Each line below must be reproduced exactly as it stands. Pictures stay out of the copy.

START Excerpted records

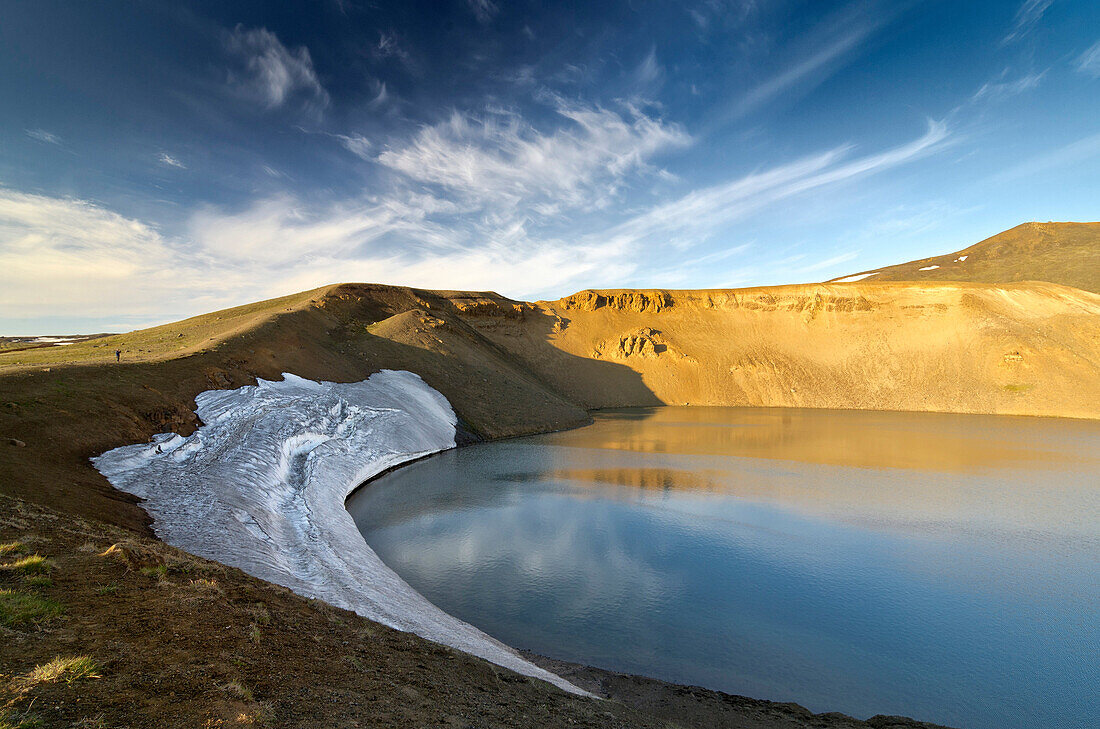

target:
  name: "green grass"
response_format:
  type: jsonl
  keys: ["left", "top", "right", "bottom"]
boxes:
{"left": 21, "top": 576, "right": 52, "bottom": 588}
{"left": 95, "top": 582, "right": 119, "bottom": 595}
{"left": 140, "top": 564, "right": 168, "bottom": 580}
{"left": 0, "top": 541, "right": 25, "bottom": 556}
{"left": 25, "top": 655, "right": 100, "bottom": 684}
{"left": 0, "top": 588, "right": 63, "bottom": 627}
{"left": 0, "top": 554, "right": 52, "bottom": 576}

END Excerpted records

## Task answer
target:
  name: "green grass"
response_format:
  type: jsonl
  keys: ["left", "top", "right", "bottom"]
boxes:
{"left": 21, "top": 576, "right": 52, "bottom": 588}
{"left": 95, "top": 582, "right": 119, "bottom": 595}
{"left": 140, "top": 564, "right": 168, "bottom": 580}
{"left": 0, "top": 541, "right": 25, "bottom": 556}
{"left": 25, "top": 655, "right": 100, "bottom": 684}
{"left": 0, "top": 588, "right": 63, "bottom": 627}
{"left": 0, "top": 554, "right": 52, "bottom": 576}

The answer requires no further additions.